Natural-language object grounding data:
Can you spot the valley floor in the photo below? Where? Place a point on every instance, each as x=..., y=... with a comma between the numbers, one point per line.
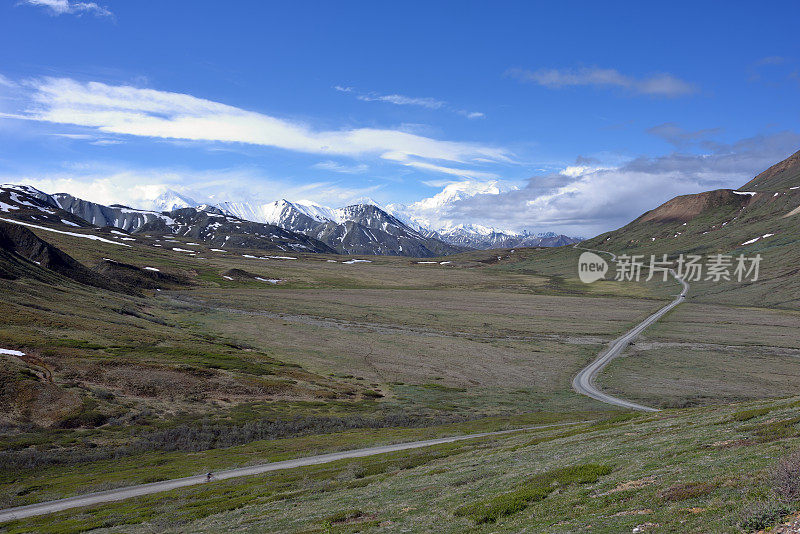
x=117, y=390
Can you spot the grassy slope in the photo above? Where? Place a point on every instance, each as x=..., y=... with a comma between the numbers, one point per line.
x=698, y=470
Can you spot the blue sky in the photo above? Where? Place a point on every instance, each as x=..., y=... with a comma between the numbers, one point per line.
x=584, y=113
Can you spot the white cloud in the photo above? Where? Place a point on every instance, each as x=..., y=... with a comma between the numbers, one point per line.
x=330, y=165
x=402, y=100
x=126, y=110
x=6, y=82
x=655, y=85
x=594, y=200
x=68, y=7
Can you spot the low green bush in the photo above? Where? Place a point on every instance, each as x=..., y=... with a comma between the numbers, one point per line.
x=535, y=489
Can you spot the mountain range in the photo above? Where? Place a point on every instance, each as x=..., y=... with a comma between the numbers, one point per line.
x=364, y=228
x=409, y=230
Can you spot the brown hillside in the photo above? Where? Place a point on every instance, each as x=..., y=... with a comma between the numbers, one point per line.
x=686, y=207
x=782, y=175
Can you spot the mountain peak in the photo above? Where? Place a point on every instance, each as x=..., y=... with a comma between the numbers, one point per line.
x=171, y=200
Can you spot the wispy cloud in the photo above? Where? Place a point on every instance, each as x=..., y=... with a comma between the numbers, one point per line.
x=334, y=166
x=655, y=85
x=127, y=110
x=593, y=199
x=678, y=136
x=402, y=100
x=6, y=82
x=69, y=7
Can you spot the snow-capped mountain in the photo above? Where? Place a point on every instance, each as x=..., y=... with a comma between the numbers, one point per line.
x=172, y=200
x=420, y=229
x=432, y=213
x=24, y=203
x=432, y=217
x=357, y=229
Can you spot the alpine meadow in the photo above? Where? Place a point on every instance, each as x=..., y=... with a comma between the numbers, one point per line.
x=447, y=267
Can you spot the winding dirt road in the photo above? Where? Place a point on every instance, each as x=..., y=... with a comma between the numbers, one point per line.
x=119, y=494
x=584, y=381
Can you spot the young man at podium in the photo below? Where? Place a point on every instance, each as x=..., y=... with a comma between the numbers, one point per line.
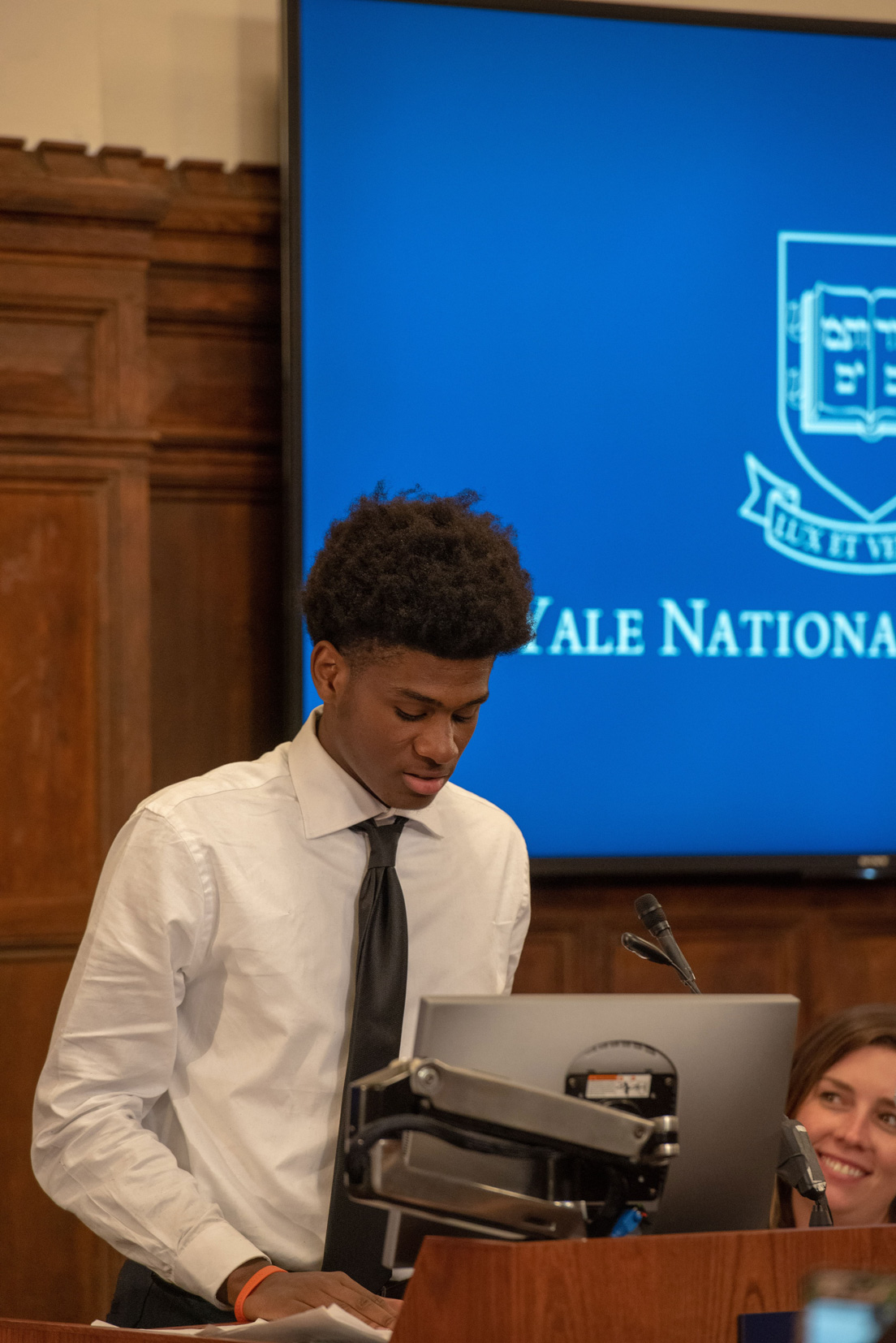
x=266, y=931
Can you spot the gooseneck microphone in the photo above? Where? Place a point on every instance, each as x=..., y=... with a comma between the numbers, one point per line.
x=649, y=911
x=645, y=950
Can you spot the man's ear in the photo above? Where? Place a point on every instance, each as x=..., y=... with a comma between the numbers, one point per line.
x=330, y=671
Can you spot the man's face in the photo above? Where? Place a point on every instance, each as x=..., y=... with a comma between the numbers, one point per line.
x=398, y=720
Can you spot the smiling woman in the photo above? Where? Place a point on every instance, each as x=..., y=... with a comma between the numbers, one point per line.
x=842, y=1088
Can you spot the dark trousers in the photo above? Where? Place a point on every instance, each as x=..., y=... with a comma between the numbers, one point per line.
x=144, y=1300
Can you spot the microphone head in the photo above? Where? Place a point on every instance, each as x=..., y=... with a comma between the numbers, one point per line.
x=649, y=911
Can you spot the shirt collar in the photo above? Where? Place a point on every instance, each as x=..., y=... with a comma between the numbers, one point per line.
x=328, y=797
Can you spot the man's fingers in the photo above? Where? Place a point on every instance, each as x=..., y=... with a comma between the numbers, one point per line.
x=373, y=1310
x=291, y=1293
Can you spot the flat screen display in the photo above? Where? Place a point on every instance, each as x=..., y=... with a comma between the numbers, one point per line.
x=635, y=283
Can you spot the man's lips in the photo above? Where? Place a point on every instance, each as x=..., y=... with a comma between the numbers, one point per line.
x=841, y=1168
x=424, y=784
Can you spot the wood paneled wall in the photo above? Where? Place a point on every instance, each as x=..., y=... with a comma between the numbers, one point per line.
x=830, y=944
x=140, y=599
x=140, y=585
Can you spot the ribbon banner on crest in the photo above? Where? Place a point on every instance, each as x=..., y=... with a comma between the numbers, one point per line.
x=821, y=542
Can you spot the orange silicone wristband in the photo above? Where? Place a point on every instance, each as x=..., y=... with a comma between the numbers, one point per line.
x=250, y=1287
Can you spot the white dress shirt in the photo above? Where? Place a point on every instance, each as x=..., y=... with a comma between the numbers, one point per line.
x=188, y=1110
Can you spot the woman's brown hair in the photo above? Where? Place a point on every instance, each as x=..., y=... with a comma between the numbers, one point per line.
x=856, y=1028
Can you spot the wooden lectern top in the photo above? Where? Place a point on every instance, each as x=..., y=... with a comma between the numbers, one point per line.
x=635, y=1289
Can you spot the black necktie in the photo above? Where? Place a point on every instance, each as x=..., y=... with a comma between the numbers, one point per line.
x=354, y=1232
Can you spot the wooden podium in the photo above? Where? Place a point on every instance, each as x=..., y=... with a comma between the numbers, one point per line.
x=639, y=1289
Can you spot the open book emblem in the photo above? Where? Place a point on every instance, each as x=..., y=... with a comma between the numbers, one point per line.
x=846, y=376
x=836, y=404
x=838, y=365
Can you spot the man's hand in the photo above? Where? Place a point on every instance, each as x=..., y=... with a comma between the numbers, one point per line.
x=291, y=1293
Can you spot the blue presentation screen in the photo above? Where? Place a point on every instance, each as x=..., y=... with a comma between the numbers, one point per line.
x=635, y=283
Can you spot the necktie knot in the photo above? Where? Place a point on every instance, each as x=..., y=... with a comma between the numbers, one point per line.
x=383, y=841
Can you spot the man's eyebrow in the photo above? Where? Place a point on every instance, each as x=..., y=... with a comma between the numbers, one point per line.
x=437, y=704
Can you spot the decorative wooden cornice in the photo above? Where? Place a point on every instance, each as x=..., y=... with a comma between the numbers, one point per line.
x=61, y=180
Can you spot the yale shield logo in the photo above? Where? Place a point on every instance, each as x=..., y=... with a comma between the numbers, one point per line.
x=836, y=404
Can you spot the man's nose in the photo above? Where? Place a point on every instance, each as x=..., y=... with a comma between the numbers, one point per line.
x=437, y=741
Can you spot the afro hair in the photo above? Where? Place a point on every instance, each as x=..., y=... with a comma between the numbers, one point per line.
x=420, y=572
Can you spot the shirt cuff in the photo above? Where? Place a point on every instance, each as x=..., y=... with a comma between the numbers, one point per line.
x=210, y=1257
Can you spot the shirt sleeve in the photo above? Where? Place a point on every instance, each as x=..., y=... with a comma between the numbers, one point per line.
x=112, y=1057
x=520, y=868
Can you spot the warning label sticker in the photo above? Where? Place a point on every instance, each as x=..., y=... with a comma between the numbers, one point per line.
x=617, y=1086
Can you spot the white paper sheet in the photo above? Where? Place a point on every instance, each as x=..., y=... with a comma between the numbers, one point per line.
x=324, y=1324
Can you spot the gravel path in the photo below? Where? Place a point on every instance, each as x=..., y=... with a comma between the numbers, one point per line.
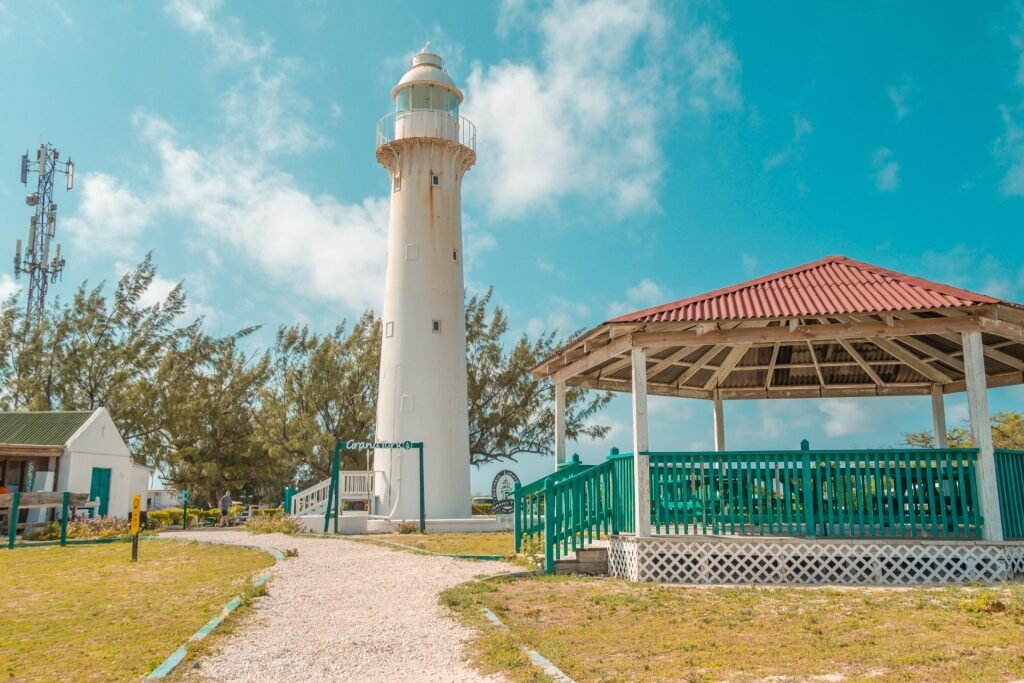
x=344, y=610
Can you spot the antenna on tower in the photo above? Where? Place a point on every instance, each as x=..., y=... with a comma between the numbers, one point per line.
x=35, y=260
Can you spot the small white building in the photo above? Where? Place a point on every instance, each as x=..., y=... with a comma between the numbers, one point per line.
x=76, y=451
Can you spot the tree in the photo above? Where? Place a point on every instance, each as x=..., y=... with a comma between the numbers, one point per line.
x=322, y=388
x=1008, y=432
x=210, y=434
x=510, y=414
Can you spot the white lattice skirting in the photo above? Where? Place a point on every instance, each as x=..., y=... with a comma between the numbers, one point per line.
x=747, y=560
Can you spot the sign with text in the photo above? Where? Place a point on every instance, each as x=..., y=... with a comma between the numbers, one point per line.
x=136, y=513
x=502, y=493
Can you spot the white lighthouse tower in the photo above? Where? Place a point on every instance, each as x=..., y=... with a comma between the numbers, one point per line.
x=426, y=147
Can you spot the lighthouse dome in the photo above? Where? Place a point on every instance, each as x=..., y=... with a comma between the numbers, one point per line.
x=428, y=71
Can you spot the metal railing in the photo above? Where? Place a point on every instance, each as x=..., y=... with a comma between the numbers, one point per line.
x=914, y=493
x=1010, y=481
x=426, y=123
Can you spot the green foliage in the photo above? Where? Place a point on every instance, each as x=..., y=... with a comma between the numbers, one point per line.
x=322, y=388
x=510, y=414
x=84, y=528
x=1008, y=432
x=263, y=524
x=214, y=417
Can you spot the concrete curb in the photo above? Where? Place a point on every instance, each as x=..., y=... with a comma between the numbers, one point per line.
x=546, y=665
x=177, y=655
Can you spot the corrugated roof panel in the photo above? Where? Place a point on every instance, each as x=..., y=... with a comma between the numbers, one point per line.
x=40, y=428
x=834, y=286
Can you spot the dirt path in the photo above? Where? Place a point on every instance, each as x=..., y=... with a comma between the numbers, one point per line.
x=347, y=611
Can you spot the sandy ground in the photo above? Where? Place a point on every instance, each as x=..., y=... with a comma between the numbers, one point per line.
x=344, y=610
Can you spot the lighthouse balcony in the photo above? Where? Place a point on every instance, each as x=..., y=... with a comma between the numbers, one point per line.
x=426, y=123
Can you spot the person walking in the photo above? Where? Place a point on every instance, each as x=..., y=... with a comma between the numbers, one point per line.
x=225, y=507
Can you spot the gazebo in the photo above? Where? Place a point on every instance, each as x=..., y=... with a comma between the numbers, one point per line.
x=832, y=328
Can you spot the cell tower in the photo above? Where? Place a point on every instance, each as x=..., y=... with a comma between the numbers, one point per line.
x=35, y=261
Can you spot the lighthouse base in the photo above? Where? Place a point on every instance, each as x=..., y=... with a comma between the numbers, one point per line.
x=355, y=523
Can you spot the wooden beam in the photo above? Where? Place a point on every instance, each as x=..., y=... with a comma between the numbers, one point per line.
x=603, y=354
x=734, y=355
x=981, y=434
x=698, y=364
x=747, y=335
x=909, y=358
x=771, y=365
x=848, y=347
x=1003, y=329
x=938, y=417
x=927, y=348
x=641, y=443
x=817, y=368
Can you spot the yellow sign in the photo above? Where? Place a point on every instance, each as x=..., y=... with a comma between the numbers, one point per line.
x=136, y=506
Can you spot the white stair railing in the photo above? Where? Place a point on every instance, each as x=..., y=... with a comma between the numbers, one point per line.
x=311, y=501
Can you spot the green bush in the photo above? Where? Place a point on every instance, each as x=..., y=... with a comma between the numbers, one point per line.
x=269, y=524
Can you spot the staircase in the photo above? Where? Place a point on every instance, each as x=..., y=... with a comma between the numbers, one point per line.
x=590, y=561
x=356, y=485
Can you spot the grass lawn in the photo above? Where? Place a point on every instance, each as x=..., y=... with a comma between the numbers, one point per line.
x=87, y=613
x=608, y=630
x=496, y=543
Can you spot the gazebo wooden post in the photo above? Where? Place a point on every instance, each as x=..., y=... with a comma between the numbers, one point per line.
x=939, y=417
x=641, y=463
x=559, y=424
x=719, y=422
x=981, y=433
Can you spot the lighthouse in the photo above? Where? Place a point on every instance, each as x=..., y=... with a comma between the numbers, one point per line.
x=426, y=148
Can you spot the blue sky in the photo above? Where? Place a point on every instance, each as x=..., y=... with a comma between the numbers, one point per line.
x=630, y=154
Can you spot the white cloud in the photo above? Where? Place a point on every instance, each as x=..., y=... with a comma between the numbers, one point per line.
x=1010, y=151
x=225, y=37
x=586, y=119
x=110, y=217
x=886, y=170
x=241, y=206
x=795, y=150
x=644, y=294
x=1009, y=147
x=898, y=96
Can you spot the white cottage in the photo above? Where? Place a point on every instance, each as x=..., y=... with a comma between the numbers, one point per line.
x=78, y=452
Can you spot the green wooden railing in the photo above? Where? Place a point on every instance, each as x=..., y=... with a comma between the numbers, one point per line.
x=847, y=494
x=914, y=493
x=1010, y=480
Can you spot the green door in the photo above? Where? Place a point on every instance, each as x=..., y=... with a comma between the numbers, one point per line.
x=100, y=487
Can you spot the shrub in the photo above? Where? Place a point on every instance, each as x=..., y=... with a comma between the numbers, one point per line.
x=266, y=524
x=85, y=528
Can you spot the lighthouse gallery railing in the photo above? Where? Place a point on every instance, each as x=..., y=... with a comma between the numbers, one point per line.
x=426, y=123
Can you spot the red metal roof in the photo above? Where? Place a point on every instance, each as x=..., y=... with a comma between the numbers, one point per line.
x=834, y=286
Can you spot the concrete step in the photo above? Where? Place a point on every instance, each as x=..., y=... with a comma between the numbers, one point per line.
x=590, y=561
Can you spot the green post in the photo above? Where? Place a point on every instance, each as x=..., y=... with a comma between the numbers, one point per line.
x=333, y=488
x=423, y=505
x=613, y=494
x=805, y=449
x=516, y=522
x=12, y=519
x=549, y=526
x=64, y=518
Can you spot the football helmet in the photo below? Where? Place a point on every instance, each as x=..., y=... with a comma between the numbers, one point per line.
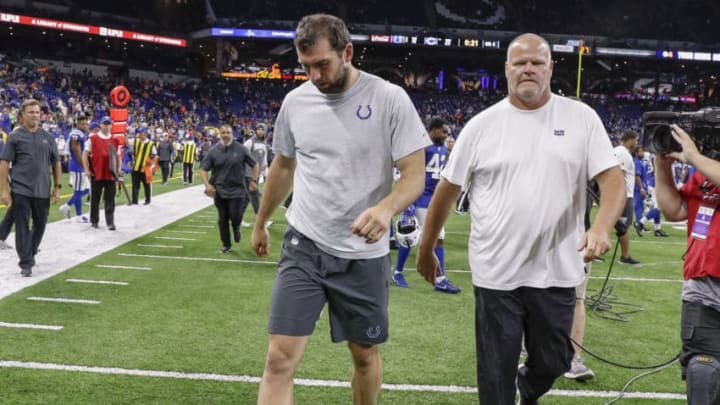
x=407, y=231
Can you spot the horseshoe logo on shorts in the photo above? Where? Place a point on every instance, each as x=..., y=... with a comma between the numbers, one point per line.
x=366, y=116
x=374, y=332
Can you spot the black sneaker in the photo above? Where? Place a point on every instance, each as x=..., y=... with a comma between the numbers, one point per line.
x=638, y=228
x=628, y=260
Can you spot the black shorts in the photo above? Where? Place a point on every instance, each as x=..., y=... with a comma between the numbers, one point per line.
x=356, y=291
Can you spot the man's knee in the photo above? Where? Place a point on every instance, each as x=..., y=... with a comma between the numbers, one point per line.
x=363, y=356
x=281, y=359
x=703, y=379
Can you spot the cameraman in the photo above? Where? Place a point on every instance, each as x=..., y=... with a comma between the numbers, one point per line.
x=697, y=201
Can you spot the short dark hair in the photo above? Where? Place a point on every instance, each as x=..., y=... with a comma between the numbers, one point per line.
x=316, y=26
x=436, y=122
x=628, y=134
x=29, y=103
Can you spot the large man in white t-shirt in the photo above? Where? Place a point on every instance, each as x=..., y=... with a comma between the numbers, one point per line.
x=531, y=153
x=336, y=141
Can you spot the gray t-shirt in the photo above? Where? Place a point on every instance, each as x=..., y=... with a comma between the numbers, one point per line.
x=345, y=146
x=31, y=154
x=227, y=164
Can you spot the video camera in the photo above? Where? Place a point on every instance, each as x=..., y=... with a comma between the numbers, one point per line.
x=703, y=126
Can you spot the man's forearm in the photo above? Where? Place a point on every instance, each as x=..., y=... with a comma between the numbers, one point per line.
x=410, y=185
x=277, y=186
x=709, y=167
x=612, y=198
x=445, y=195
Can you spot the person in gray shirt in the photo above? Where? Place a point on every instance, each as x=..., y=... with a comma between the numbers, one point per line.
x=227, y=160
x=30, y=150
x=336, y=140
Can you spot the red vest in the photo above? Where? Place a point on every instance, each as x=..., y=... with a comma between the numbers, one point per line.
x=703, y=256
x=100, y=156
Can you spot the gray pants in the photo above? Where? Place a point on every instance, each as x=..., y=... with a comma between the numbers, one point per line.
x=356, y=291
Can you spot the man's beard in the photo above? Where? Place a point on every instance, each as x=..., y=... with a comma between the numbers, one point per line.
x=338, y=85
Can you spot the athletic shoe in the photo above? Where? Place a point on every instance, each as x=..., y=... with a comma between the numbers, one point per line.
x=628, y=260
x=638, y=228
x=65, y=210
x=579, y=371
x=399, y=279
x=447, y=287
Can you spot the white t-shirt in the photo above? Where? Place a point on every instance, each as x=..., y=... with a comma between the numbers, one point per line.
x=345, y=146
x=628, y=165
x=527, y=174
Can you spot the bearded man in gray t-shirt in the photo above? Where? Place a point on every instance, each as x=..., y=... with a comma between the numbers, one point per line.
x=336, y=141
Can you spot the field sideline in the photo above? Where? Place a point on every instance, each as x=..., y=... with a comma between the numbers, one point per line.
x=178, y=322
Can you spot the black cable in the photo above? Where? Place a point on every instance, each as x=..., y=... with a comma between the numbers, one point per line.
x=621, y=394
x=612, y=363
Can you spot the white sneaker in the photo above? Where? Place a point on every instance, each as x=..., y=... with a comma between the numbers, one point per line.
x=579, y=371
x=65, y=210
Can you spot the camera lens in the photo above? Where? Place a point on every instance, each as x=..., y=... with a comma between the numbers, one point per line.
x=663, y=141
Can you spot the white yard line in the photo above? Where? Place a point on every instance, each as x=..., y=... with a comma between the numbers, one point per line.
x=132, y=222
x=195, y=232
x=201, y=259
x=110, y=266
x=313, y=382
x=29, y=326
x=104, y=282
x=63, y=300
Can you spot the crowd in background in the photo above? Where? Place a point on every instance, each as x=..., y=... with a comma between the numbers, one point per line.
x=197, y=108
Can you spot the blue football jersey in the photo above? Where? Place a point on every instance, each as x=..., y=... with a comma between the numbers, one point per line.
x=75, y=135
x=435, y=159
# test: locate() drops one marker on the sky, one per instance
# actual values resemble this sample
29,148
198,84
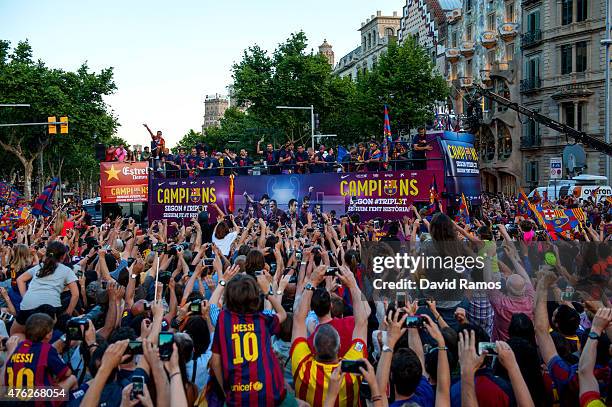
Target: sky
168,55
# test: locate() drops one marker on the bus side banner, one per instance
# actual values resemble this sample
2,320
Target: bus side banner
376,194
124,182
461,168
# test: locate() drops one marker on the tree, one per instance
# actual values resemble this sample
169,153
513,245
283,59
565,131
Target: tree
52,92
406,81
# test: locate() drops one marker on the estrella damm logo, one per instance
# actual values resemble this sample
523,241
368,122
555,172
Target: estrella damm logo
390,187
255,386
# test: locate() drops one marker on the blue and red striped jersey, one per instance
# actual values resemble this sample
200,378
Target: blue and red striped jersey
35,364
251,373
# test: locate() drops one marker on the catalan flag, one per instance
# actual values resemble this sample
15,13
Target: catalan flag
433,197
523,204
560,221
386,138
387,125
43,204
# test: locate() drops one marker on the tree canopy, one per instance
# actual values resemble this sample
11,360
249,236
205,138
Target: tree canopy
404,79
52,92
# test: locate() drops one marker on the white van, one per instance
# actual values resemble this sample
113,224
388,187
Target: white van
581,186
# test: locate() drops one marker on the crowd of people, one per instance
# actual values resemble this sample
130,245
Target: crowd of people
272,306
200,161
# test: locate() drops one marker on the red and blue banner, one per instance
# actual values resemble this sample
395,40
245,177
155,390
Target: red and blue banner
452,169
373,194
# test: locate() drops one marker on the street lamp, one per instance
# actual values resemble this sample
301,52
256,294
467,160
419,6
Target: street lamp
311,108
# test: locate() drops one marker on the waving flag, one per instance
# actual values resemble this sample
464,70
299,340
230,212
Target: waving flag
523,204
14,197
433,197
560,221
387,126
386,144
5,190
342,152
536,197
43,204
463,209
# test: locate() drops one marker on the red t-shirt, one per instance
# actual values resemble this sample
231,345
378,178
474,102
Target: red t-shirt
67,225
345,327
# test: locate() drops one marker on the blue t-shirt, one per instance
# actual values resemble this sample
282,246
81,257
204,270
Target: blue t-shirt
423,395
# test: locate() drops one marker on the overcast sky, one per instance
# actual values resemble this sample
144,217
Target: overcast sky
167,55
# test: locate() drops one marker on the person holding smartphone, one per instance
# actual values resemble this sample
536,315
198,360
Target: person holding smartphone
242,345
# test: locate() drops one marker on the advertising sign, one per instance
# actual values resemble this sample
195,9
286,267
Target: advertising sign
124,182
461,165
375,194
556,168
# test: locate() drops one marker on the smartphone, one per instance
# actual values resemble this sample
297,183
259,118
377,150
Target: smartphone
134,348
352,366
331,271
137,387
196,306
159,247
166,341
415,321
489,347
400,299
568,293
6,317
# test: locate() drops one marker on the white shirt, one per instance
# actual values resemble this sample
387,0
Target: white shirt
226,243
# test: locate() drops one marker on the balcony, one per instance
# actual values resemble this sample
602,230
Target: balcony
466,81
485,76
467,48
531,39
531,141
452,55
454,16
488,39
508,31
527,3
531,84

• **About this exercise**
Copy exactly, without pictures, the lines above from the one with "Can you spot the crowd" down to the one with "# test: locate() drops one marker on the red and", inclusive.

• **Problem solution**
Can you spot the crowd in background in the photo above? Where? Place a point on every instance, each as x=..., y=... with a comma between the numbers, one point per line.
x=197, y=108
Can you spot the blue football jersey in the photo above? Where? Place a point on every instance, each as x=..., y=... with a comma between the numbers, one point per line.
x=75, y=135
x=435, y=159
# test: locate() drops one marker on the sky, one per instance
# actual values resemble this sample
29,148
198,84
Target: sky
168,55
# test: locate() drops one marker on the bus side banner, one per instance
# actual values resemble this sample
2,320
Target: bus side banner
376,194
124,182
461,168
# test: locate() drops one marker on the tree, one per instance
# actual values resemble this sample
169,153
513,245
283,59
565,131
Target: tree
52,92
406,81
# test: locate() drops one marker on the estrella damm logo, one per instance
# actual values resemble this sample
523,241
368,122
555,172
Target: estrella damm logo
390,187
255,386
# test: locate() drops one marker on the blue and red striped jersey, one per instance
# actual values resemble this sample
200,378
Target: blue and red striped jersey
35,364
251,373
# test: locate() drops one marker on the catalan flag, one per instance
# actual values resemble this sample
15,13
Target: catalan flag
433,197
523,204
560,221
386,138
387,125
43,204
# test: locate() drops one marker on the tree canopy, one per instance
# actual values resemble this sample
11,360
249,236
205,138
Target: tree canopy
404,79
52,92
# test: locate() drops one marker on the white van, one per instance
# actual values resemble this sample
113,224
388,187
Target: white van
581,186
# test: locate() drops one marker on the crowd of people, one per instance
# actual values resemble this sample
130,245
Target: crowd of people
272,306
200,161
# test: locate() drops one marker on the red and blue banner, one per instance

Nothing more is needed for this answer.